[[ Information supplied, beginning ]]
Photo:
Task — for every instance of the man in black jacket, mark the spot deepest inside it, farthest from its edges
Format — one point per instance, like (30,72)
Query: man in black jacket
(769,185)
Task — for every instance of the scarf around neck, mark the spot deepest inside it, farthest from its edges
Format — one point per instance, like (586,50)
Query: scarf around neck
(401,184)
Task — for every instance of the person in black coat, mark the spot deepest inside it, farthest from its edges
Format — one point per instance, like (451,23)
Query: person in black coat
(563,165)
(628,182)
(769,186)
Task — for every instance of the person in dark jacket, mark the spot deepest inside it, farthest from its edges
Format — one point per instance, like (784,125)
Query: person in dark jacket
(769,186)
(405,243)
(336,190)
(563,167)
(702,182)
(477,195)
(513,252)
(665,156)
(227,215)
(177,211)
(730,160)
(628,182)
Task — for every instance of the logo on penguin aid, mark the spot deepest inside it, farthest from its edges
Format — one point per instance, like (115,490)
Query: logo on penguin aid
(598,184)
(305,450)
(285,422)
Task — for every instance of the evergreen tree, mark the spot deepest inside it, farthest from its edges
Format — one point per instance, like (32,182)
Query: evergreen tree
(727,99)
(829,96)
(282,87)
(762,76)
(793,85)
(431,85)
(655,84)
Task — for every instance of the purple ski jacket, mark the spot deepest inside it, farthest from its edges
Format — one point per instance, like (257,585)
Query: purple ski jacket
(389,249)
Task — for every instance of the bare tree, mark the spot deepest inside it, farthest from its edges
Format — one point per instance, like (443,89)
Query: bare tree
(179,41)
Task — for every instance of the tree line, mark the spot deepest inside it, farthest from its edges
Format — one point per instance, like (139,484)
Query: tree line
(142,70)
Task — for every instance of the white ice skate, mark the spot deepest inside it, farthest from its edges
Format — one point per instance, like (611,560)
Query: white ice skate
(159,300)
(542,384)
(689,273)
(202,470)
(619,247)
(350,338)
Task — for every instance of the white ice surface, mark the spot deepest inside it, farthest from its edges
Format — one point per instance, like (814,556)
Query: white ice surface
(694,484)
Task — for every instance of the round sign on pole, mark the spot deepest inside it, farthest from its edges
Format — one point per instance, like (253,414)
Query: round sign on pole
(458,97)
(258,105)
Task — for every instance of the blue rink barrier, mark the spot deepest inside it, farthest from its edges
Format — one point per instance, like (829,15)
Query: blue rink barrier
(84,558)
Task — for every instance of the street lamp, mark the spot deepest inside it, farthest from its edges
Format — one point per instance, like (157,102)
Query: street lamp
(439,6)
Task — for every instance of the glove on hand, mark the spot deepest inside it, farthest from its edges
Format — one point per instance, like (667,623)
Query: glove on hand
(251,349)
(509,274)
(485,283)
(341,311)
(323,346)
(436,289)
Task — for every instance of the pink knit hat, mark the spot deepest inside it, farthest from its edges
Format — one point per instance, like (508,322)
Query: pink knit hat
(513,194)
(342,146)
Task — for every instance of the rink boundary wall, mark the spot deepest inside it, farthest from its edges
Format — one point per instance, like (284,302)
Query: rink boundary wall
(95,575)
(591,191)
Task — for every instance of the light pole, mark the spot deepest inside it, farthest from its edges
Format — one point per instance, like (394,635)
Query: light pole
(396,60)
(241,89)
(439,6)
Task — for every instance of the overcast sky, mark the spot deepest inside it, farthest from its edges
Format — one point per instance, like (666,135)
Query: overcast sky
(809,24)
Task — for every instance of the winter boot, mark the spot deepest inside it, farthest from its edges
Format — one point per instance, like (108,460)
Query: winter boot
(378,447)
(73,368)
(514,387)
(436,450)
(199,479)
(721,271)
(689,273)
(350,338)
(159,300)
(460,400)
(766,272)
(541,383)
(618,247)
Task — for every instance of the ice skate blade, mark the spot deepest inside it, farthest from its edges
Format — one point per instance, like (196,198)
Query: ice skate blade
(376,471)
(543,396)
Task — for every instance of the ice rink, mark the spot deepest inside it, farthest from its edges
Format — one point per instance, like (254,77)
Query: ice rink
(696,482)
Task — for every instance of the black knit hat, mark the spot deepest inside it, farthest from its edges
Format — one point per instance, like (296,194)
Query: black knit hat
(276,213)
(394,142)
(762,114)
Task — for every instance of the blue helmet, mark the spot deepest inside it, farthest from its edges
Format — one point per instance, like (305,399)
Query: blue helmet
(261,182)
[[ Information supplied, end ]]
Print out each record above exactly, with nothing omitted.

Photo:
Task — for every instance of the man in black jacket, mark the spot deepest inside it, farthest from its edges
Format — one point per instance, like (30,72)
Query: man in black jacket
(769,185)
Task — for every instance of the scarf around neck, mark the spot deepest inside it, farthest from its edges
Format — one point per instance, like (586,50)
Query: scarf around neck
(401,184)
Task — for every instance of the person in black coat, mark the spot deepest inside it, farthest from its edges
Format — one point per instance, like (451,23)
Query: person in black coat
(563,165)
(628,182)
(769,186)
Task — for every instance of the person in dark jacket, mark the spot deepest inside it, farthest from its edges
Format — one point per instance, like (784,125)
Query: person in dark jacket
(769,186)
(405,243)
(336,190)
(563,167)
(702,182)
(477,195)
(513,252)
(665,156)
(227,215)
(177,211)
(730,160)
(628,182)
Task — for every instance of the logo on penguin aid, mark the spot deepest inside it, farthest from its edges
Format — one point per instance, like (115,490)
Query: logo on penguin aid
(598,184)
(305,450)
(285,422)
Task — for every instance of the evergreen tree, mark the spot deepest inside it, farthest from its edges
Format — one point per instance, like (32,182)
Query: evergreen tree
(727,99)
(829,96)
(282,87)
(762,76)
(793,85)
(431,85)
(655,84)
Task — for every instance of the purple ski jacket, mark the spot deepest inside it, farthest from its edges
Format — one point per instance, like (257,585)
Query: purple ski jacket
(389,249)
Task — for every instance of the bare tree, mark the spot deepest inside it, farthest from its edges
Format — one point per instance, like (443,89)
Query: bare tree
(179,41)
Task — for every instance of the tree line, mark the spot deepest inside it, farthest from its edges
Format — one point per instance, like (139,484)
Query: tree line
(142,70)
Task — for every instance of the white ice skate, mark the spot deepest inside it, farthest from its edges
Format — one point per instance, like (611,560)
Query: white ice skate
(159,300)
(542,384)
(689,273)
(202,470)
(619,247)
(350,338)
Task — for every instance of the white ice surface, mark the spot deepest inside it, farthest from its edges
Format — one point per instance, like (814,556)
Query: white ice surface
(694,484)
Task — for every instance of the round sign on pole, mark the spot deepest inside it, farthest from its edges
Format — one point per instance, like (253,414)
Query: round sign on pole
(458,97)
(258,105)
Task — for every instance of the blue rink barrier, mark the spot deepest inside it, farthest from its edges
Format — one point per instance, like (829,15)
Query: blue rink barrier
(84,558)
Task — for every instance of the street lamp, mark the spot deepest inside it, farthest from its edges
Format — one point per instance, like (157,102)
Query: street lamp
(439,6)
Task — for every instance of the glove on hand, mark the spot deepest inside it, farthest from its edges
Format — one point per instance, like (667,623)
Query: glove on hand
(251,349)
(509,274)
(485,283)
(341,311)
(323,346)
(436,289)
Task — for every instance of the pink knit hat, mark the spot deepest inside it, farthest from its edges
Format — one point per instance, like (508,322)
Query: pink knit hat
(513,194)
(342,146)
Task — for every instance of the rink boundary wall, mark the spot deepest inside it, farthest from its edges
Format — one point per instance, like (284,302)
Query: rink boundary wall
(95,575)
(591,191)
Task — for every instance of the light pole, mark the spot deepest inside it, farthest from its edges
Format — one point per instance, like (394,635)
Query: light pole
(396,60)
(241,89)
(439,6)
Task — for every instance of the overcast sky, mark the spot deepest inside it, farthest from its edges
Format — one point per instance, like (666,135)
Query: overcast sky
(809,24)
Task — for every instance of the winter boot, mark the spot deepest inside it, farthest from its edges
Format — one point per instance, like (108,460)
Query: winter boot
(378,447)
(73,368)
(514,387)
(436,450)
(199,479)
(721,271)
(689,273)
(350,338)
(159,300)
(460,400)
(766,272)
(541,383)
(618,247)
Task — for every instance of the ice skate blade, mark the spot deepest inside it, farthest from its edges
Format — one point per instance, like (196,198)
Query: ice skate blade
(376,471)
(543,396)
Task — for every instance of the ice rink, mark the spot deepest inside it, farthest from its edges
Format — one point per instance, like (254,77)
Query: ice rink
(696,482)
Task — for every instance of the black knit hat, mark the spot deepest inside it, farthest from its edges
Format — one point per instance, like (296,194)
Query: black knit hat
(276,213)
(394,142)
(762,114)
Task — for every instance of the blue helmet, mark the spot deepest inside it, farthest from its edges
Format — one point per instance, like (305,399)
Query: blue helmet
(261,182)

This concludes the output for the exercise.